§ **WORK TO COMPLETE**
The answer must be every line of the records below that contains the word "building", copied out.

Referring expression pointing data
- - -
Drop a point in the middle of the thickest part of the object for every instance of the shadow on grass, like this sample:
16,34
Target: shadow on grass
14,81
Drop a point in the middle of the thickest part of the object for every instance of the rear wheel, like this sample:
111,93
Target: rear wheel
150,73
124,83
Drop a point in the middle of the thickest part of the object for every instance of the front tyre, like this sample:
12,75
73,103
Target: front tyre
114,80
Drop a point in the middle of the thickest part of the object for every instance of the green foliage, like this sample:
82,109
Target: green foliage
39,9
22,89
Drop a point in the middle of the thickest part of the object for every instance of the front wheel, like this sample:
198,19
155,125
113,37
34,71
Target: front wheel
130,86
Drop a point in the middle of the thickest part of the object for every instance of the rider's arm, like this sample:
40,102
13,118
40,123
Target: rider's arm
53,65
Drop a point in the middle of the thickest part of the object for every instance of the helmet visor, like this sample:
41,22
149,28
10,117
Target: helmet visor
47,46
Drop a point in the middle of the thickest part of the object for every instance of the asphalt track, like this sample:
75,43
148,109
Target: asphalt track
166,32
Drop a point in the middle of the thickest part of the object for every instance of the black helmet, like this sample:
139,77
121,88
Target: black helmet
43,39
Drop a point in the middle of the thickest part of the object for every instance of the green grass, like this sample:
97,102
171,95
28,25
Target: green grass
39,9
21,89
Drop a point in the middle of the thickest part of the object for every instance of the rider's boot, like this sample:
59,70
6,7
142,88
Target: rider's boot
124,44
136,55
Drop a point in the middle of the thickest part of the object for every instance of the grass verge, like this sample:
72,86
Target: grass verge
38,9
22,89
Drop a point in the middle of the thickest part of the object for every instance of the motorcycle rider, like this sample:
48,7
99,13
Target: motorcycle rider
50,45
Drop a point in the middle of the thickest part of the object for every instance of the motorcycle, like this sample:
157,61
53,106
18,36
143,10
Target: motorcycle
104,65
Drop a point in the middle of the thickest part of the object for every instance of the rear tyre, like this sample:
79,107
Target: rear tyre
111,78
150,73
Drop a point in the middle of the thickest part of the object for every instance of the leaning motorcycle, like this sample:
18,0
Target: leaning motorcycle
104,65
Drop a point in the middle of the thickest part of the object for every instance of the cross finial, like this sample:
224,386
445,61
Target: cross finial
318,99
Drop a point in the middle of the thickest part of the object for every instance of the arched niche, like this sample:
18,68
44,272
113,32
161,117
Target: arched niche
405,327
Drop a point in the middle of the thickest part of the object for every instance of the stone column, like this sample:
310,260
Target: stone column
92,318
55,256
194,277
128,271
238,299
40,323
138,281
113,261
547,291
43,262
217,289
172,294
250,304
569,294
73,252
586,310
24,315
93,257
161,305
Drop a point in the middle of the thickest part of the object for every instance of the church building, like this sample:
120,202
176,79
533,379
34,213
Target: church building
- - -
§ **ANSWER**
Drop a point in the middle of the thickest part of the object for every instance of the church building, like this sample:
Target: church building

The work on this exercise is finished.